EXERCISE DIRECTIONS — Reproduce the data below line for line, without any changes, and leave out the pictures.

DATA SHOWN —

◆ ◆ ◆ ◆ ◆ ◆ ◆

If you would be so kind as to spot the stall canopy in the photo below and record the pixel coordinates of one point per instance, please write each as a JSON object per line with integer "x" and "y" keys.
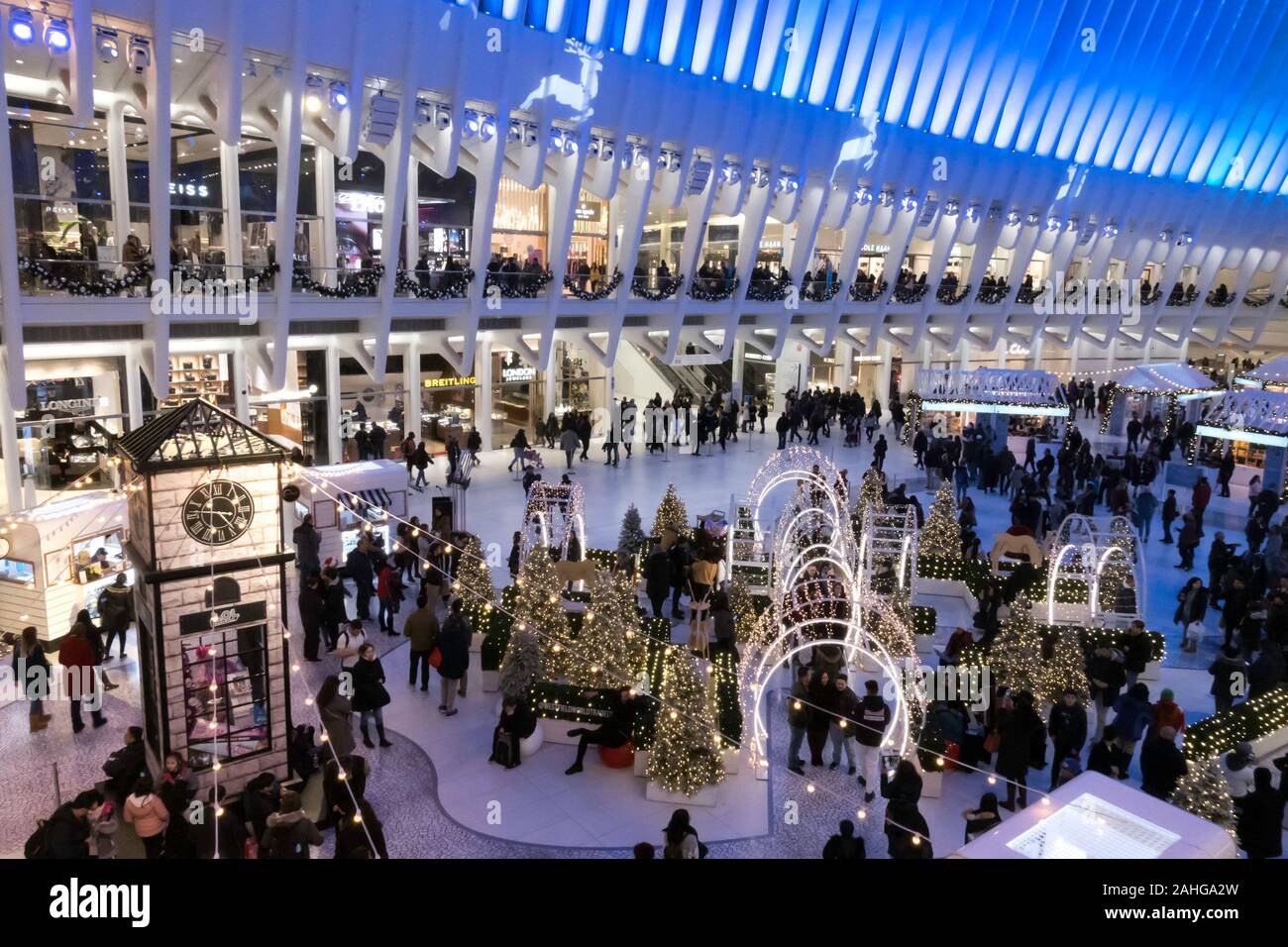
{"x": 1094, "y": 815}
{"x": 1164, "y": 379}
{"x": 1024, "y": 392}
{"x": 1249, "y": 415}
{"x": 1273, "y": 372}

◆ ◆ ◆ ◆ ◆ ◆ ◆

EXERCISE SOLUTION —
If you would be so kind as to spot the stall canopy in the photo below and record the pixel coordinates of one point per instance, please write each as a JSON object per line with integer "x" and "y" keys.
{"x": 1094, "y": 815}
{"x": 1164, "y": 379}
{"x": 1024, "y": 392}
{"x": 1249, "y": 415}
{"x": 1273, "y": 372}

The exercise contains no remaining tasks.